*** Study text ***
This blog was written by Dr Rille Raaper, who is an Associate Professor in our School of Education, along with Francesca Peruzzo, Research Fellow at the University of Birmingham, and Mette Westander, Founding Director of Disabled Students UK.
‘Choice not chance’ is the Office for Students’s intention in setting out its latest plans for promoting equality of opportunity for disadvantaged students in higher education.
In our latest research, we put this to the test by interviewing disabled students’ representatives in collaboration with Disabled Students UK, which is the largest disabled students-led umbrella organisation in the UK. The research has enabled us to shine a light on disabled students’ conditions, participation and possibilities, and the importance of upholding their rights in higher education.
Disabled students’ rights are clearly stated in the 2010 Equality Act, which requires institutions to make reasonable adjustments to avoid disadvantaging disabled students compared with non-disabled counterparts. We are also seeing an increase in the number of students disclosing one or more disability, with 15% of students studying in English universities in 2020/21 declaring at least one disability.
The Disabled Students’ Allowance makes an important contribution to this by funding individualised support and covering extra learning costs. Nonetheless, disabled students are still likely to take longer to complete a degree programme, demonstrate higher levels of dropout rates and have lower levels of satisfaction with their studies.
*** End of Study text ***
*** Data extract ***
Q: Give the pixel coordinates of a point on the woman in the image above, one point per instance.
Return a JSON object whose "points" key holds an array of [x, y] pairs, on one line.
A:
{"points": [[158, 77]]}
*** End of Data extract ***
> [Exercise instructions]:
Write the next part of the blog on disabled students' rights in higher education, picking up after its last sentence. The listing is separate material, unrelated to the blog on disabled students in higher education.

> [Answer to this exercise]:
Disabled students also continue to endure discrimination and worse experiences than other students in higher education. In this context, it is crucial for universities honestly and rigorously to scrutinise the accessibility and inclusivity of their learning and services for disabled students as they set objectives for themselves.
Our latest research shows how disabled students’ representatives and communities can provide a wealth of insights on strategies to improve accessibility, participation, attainment, and quality of higher education provision and experiences. Through the voices and experience of disabled students, our study reveals three key issues that hinder equitable participation, quality of experience, and successful outcomes.
Building on the issues identified, our research recommends approaches that will challenge the current situation for disabled students in higher education. This requires systemic changes that can enable institutions to be fairer, more welcoming, and more effective in tackling discrimination, drop-outs and poor attainment and outcomes, so as to make disabled students’ university experience more successful.
As universities re-visit their plans to promote equality of opportunity in order to meet the regulator’s expectations, our research shows how they can: consult and draw upon disabled students’ experiences to make them more central; collect longitudinal and intersectional data to understand the effect of institutional investments and efforts; and how this approach can be developed alongside changes to teaching and learning and learning practices, which build on the compassionate and flexible approach demonstrated during the pandemic
By heeding these lessons from disabled students’ representatives and communities, universities and colleges can really make the difference to life chances they often claim.